- _Task description_: Beginning at the line with "man in white", output each line to the end of the listing below exactly, please.

- _Working data_:

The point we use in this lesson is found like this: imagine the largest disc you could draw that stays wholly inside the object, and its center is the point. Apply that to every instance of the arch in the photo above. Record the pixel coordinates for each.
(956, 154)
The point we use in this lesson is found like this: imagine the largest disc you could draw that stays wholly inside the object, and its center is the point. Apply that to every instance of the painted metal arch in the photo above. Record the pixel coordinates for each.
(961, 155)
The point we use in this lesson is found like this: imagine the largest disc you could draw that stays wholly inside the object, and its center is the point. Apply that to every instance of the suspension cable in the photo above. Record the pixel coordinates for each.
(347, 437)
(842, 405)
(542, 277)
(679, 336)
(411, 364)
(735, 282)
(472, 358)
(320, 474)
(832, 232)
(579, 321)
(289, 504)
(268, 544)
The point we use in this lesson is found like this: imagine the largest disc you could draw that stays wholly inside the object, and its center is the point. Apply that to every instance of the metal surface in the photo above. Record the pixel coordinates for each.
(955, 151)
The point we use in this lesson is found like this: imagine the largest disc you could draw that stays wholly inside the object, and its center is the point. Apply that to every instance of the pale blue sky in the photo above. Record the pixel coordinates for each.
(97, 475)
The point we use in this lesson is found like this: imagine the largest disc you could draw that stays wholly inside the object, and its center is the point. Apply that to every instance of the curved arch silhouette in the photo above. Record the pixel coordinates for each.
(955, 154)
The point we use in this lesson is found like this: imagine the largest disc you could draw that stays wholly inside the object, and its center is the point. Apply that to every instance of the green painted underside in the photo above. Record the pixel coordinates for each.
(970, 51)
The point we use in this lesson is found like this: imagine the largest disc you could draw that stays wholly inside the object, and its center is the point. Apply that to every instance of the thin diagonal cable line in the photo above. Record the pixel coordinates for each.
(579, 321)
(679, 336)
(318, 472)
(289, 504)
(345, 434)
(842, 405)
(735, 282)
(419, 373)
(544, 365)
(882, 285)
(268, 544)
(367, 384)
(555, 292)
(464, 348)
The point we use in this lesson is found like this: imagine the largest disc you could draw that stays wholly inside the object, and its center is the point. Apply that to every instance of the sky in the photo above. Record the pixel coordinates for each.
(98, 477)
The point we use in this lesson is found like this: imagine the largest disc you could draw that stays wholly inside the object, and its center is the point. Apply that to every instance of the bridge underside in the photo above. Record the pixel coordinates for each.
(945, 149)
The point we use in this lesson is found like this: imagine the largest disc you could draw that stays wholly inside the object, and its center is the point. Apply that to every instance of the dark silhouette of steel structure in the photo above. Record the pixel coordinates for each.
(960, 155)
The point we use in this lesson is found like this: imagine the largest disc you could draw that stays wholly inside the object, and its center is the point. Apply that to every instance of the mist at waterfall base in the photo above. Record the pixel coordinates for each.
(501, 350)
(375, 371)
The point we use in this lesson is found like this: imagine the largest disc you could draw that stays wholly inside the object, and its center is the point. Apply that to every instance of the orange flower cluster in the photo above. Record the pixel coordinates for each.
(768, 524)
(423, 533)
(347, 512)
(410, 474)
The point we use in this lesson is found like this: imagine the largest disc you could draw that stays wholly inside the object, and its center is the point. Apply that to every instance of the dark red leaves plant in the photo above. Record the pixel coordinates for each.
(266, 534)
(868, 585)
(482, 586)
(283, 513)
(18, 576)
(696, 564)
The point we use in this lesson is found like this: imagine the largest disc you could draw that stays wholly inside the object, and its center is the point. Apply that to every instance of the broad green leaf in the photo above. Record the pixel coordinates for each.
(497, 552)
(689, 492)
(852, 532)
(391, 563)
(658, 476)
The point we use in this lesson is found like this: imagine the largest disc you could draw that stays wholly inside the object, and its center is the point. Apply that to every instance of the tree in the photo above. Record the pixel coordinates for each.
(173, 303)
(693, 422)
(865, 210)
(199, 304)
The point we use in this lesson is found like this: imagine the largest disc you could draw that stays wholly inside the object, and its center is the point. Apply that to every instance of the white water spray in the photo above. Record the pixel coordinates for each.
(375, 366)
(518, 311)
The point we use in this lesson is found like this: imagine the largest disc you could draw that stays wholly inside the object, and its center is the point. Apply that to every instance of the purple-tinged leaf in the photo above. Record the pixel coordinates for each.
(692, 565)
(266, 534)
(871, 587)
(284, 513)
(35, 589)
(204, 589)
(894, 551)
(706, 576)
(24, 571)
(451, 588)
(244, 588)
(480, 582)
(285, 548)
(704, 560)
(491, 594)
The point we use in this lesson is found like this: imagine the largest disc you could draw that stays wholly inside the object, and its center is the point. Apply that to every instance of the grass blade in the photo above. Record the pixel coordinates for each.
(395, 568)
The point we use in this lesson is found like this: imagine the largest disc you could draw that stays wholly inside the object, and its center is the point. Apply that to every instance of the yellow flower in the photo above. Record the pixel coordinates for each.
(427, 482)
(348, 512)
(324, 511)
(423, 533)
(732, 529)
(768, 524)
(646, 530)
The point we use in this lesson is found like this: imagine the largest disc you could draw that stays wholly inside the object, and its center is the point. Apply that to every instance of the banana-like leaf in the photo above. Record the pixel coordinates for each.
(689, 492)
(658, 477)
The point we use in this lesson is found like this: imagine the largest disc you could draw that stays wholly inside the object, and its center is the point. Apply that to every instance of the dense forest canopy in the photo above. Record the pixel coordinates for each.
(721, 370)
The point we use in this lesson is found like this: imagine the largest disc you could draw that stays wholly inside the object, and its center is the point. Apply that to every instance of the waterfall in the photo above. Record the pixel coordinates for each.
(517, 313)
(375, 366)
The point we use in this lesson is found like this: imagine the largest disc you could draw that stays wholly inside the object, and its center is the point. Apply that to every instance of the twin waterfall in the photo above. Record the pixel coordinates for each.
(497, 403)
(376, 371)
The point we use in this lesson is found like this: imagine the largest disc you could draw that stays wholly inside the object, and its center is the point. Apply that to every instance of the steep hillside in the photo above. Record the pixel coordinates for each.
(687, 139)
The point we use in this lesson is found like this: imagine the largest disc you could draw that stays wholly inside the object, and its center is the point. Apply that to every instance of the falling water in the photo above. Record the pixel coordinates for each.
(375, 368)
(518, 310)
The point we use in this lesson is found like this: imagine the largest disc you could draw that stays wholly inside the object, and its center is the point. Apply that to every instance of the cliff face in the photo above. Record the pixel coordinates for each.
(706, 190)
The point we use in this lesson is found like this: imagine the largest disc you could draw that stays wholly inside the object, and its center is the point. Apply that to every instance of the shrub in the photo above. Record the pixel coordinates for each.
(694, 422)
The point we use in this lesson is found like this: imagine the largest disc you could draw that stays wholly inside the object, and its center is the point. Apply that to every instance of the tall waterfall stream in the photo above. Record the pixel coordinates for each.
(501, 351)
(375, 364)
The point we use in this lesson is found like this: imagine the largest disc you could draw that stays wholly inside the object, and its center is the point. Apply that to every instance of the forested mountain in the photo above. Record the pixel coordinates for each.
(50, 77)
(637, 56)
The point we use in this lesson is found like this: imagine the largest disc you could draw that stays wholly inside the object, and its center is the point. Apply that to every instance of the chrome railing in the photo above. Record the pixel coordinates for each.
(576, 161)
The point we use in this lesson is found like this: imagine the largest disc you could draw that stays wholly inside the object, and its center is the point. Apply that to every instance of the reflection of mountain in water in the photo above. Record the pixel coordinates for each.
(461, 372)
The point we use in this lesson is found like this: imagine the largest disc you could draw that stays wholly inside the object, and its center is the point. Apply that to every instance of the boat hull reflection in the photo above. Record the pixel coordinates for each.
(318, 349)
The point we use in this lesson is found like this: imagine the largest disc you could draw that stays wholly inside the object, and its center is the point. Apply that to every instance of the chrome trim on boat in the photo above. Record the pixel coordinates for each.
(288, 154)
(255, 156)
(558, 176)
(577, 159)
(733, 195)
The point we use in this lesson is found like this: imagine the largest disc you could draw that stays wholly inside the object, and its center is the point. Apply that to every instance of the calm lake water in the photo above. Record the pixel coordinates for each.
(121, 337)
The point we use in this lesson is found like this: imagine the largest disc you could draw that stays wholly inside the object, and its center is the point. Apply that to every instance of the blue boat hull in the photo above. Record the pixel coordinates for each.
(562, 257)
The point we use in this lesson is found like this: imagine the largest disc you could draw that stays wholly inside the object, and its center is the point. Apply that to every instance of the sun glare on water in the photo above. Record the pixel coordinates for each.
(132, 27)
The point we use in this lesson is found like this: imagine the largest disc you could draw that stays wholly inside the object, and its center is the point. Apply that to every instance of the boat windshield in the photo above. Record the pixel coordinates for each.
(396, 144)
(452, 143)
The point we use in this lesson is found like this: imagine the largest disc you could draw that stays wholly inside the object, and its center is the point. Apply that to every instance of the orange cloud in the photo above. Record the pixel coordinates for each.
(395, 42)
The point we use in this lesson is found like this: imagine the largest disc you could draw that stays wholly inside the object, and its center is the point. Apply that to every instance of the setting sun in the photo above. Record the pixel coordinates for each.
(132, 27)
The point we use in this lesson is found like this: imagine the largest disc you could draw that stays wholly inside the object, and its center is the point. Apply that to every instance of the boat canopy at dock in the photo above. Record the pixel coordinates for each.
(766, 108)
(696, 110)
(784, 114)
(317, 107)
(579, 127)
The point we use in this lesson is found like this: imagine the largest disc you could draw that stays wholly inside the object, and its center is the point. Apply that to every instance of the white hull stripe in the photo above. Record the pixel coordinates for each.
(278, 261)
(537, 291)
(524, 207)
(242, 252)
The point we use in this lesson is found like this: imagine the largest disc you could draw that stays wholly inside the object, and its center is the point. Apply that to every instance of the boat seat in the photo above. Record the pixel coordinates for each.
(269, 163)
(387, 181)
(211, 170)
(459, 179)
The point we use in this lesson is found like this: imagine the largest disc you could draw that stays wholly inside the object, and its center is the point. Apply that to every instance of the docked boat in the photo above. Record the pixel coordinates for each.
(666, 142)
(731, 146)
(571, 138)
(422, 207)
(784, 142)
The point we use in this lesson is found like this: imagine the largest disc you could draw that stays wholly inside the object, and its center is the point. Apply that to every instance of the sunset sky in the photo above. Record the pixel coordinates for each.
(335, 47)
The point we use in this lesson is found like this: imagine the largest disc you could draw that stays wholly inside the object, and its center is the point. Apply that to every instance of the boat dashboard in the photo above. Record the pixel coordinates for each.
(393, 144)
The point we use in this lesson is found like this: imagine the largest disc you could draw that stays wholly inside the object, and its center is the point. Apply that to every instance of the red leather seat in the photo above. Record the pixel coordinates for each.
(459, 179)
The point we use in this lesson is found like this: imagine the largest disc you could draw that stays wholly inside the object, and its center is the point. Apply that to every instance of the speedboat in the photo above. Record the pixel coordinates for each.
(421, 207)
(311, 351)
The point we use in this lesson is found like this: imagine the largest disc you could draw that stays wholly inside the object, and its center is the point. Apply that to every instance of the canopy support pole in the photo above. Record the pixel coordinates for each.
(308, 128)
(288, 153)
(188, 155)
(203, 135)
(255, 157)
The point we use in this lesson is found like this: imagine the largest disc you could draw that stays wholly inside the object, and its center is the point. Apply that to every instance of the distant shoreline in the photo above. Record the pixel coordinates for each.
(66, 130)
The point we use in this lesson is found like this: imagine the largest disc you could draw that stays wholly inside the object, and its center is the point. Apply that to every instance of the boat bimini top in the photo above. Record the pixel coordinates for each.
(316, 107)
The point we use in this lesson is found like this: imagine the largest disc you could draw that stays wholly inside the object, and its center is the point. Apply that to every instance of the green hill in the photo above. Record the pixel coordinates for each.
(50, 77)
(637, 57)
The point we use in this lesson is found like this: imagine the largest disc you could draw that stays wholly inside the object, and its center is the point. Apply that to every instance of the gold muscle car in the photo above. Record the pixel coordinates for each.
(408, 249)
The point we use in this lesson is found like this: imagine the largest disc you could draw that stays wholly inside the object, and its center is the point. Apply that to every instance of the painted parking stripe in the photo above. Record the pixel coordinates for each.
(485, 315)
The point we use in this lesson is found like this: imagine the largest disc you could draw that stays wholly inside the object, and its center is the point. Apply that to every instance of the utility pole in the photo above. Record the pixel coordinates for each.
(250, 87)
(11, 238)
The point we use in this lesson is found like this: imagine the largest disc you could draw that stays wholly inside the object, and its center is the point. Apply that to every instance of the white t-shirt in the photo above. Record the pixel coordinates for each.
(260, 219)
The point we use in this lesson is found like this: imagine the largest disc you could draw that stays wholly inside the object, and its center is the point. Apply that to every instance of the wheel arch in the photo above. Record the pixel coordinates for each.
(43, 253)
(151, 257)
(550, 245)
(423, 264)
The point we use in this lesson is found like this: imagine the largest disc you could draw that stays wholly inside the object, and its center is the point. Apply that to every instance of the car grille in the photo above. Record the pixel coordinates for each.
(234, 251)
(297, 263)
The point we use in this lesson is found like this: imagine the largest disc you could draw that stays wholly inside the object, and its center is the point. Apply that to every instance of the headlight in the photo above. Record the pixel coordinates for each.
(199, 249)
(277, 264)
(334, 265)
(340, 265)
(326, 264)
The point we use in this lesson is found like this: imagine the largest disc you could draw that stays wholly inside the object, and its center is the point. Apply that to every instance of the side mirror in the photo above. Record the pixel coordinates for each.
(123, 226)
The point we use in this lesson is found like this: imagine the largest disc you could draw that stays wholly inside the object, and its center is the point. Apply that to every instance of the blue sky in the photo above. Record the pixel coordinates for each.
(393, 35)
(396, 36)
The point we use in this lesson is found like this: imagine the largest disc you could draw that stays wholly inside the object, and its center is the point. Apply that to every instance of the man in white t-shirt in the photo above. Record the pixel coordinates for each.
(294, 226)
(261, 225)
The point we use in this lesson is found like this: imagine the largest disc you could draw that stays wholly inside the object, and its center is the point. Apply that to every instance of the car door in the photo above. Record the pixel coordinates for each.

- _The reply_:
The point we use in this lesson is found like this: imagine the largest disc you could draw that stays wholly inside the object, and its center is the point. Apply that to every instance of the man in white t-shirt in the photo above. Record the pixel coordinates for each.
(294, 226)
(261, 225)
The point we use in this lesson is found like this: imagine the largest disc you could draw that stays wholly inside the object, and its center is the point. Apply that to every instance of the car door in the photo above. Record the pixel coordinates for each.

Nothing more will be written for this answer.